Assignment A: Which people does the post about dialysis and diabetic foot ulceration name?
Assignment B: Carry on the article about dialysis and diabetic foot ulceration from its last sentence.

Passage to read:
——————————
Congrats to Agbor Ndip and all of our other friends at the Manchester Royal Infirmary and Scott and White Hospital in Texas (Boulton, Lavery are you listening?) for this terrific piece in the most recent Diabetes Care. This story covering the research was published in today’s Medscape:
Dialysis Linked to Foot Ulceration in Diabetic Patients
Laurie Barclay, MD
Authors and Disclosures
June 1, 2010 — Dialysis treatment is independently associated with foot ulceration in patients with diabetes and stage IV or V chronic kidney disease (CKD), according to the results of a cross-sectional study reported online May 18 in Diabetes Care.
“Foot ulceration is a serious problem for people with diabetes which additionally results in huge economic costs,” write Agbor Ndip, MD, from Central Manchester University Hospitals NHS Foundation Trust in Manchester, United Kingdom, and colleagues. “Causal pathways to foot ulceration are multifactorial and involve combinations of physiologic and mechanical factors, self-care and treatment factors. Diabetic nephropathy has been identified to be an important risk factor for foot ulceration and amputation.”
——————————
Supplied data:
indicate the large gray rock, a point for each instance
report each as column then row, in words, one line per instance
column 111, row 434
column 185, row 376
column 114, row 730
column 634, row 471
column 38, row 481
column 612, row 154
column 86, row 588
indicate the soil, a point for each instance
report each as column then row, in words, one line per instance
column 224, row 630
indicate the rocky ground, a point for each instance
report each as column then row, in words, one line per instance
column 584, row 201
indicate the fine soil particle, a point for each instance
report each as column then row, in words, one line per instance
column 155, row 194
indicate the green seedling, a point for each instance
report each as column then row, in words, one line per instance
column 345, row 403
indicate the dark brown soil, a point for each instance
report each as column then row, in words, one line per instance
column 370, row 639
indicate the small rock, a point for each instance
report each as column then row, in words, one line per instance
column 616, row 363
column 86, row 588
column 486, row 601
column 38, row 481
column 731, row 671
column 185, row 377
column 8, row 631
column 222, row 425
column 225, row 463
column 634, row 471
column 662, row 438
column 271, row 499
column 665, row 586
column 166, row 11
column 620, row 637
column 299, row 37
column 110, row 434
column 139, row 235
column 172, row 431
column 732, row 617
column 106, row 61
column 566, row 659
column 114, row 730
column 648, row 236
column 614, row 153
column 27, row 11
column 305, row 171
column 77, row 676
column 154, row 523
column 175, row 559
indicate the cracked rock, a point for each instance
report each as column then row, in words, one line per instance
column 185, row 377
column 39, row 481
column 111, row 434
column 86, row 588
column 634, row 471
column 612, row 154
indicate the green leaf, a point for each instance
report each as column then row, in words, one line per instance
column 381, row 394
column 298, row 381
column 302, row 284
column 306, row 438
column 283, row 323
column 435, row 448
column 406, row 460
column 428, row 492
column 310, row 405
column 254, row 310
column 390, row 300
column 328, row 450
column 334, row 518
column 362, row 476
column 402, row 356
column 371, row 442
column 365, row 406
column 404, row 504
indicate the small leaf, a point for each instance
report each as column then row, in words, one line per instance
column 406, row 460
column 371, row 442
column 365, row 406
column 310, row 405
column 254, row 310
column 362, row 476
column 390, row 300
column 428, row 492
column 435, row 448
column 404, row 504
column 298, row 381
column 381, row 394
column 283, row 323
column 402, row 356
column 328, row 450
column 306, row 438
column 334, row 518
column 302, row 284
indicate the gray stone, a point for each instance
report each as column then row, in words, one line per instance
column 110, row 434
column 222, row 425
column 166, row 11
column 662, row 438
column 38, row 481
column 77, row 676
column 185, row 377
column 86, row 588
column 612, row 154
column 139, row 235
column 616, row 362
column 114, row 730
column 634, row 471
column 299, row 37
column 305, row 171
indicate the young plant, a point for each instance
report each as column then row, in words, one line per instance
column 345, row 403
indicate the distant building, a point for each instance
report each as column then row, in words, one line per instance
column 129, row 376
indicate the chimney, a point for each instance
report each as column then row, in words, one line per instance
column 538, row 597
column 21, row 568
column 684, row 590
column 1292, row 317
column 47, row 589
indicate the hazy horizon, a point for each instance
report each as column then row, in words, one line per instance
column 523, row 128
——————————
Written response A:
- Agbor Ndip
- Boulton
- Lavery
- Laurie Barclay

Written response B:
The goal of the study was to examine whether dialysis is an independent risk factor for foot ulceration in 326 consecutive patients with diabetes and stage IV or V CKD who were attending clinics in Manchester. Mean age was 64 years, 61% were men, 78% had type 2 diabetes, and 11% had prevalent foot ulceration.
Patients receiving dialysis treatment and those not receiving dialysis were evaluated for diabetic peripheral neuropathy (DPN), peripheral arterial disease (PAD), prior foot ulceration and amputation, and foot self-care. Logistic regression identified risk factors for prevalent foot ulceration.
Patients receiving dialysis had a higher prevalence of DPN vs patients not receiving dialysis (79% vs 65 %), PAD (64% vs 43%), prior amputations (15% vs 6.4%), prior foot ulceration (32% vs 20%), and prevalent foot ulceration (21% vs 5%; all P < .05). Factors associated with foot ulceration in univariate analyses were use of custom-made footwear (odds ratio [OR], 5.6; 95% confidence interval [CI] 2.5 – 13), dialysis (OR, 5.1; 95% CI, 2.3 – 11), prior foot ulceration (OR, 4.8; 95% CI, 2.3 – 9.8), PAD (OR, 2.8; 95% CI 1.3 – 6.0), and years of diabetes (OR, 1.0; 95% CI, 1.0 – 1.1; P < .01 for all).
However, the only factors associated with prevalent foot ulceration in multivariate logistic regression were dialysis treatment (OR, 4.2; 95% CI, 1.7 – 10; P = .002) and prior foot ulceration (OR, 3.1; 95% CI, 1.3 – 7.1; P = .008).
“Dialysis treatment was independently associated with foot ulceration,” the study authors write. “Guidelines should highlight dialysis as an important risk factor for foot ulceration requiring intensive foot care.”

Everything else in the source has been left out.